RECORDS FOR THIS EXERCISE:
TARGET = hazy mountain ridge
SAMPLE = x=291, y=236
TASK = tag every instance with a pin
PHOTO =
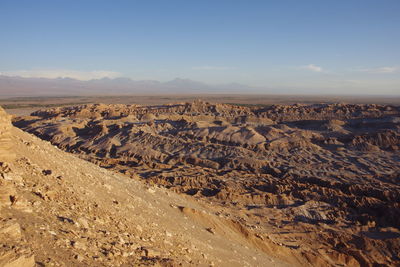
--
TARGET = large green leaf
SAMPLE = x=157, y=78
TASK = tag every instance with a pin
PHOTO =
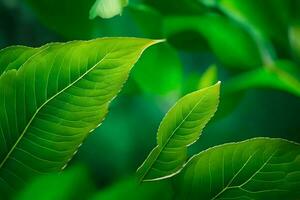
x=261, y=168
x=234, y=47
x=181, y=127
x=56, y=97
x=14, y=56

REQUIRED ACTION: Copy the lines from the entries above in which the word "TARGET" appears.

TASK ANSWER:
TARGET = hazy mountain ridge
TARGET = large green leaf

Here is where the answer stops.